▸ **Work to do**: Please render every line of the rows below as a numbered list, skipping blank lines and leaving out the pictures.
** begin Data for processing **
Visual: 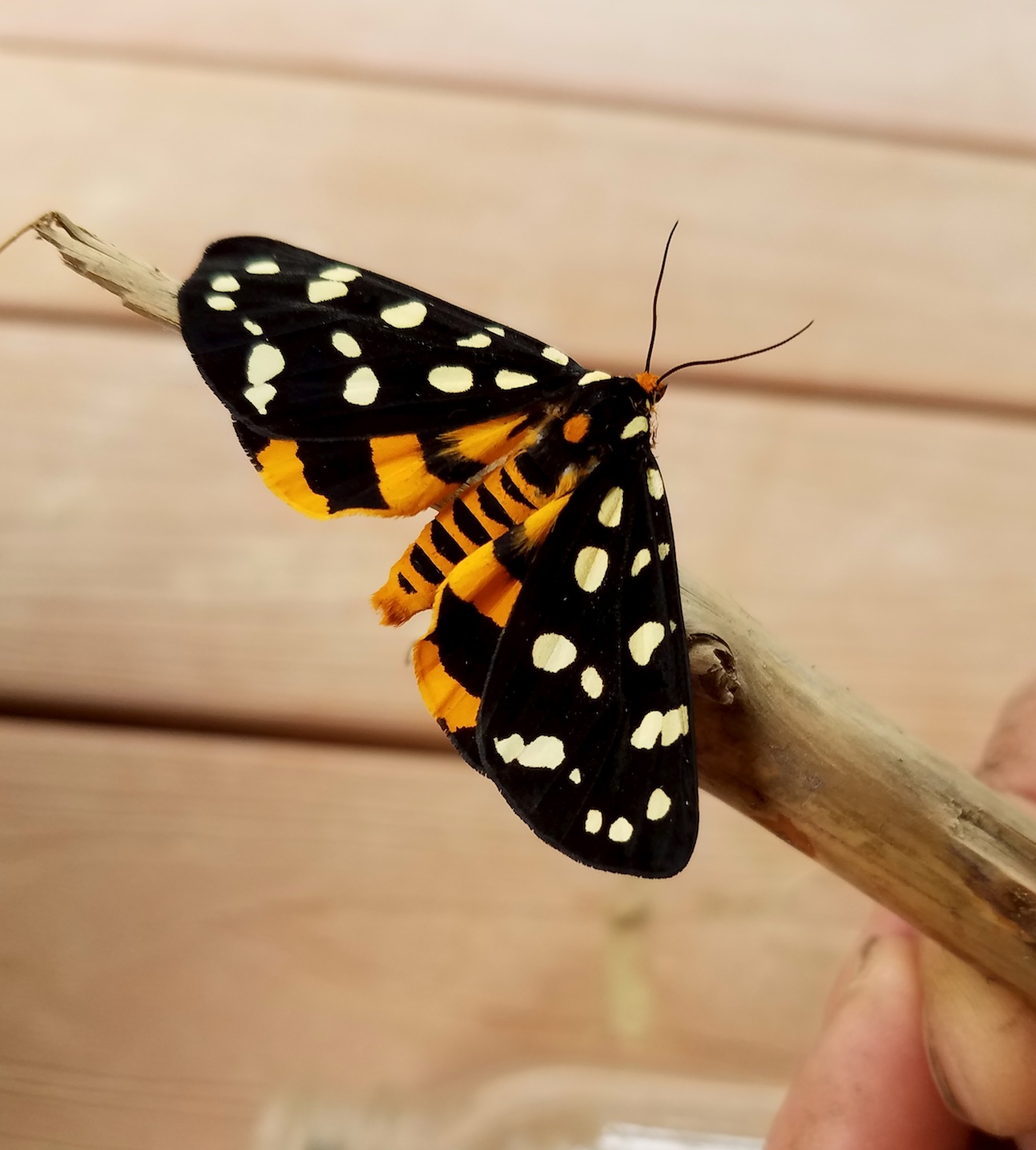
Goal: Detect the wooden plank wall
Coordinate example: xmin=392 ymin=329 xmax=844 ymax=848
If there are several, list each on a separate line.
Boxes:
** end Data for processing **
▸ **Written solution**:
1. Visual: 
2. Goal: Detect the wooden plank wall
3. Coordinate example: xmin=392 ymin=329 xmax=844 ymax=848
4. If there are several, list each on a separate line.
5. Boxes:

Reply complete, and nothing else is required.